++++ Listed entries
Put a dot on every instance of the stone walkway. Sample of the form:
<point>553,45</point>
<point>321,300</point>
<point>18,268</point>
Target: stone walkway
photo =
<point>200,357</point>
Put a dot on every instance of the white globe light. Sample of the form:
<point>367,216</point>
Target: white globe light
++++++++
Task goal: Can you arrange the stretch from the first line above through the line containing "<point>200,357</point>" as a Markdown table with columns Row and Line, leaving out any blank lines?

Correct response:
| Row | Line |
|---|---|
| 1 | Put a dot on every instance of the stone walkway. Sample of the form: |
| 2 | <point>553,45</point> |
| 3 | <point>321,300</point> |
| 4 | <point>18,268</point> |
| 5 | Target: stone walkway |
| 6 | photo = |
| 7 | <point>200,357</point> |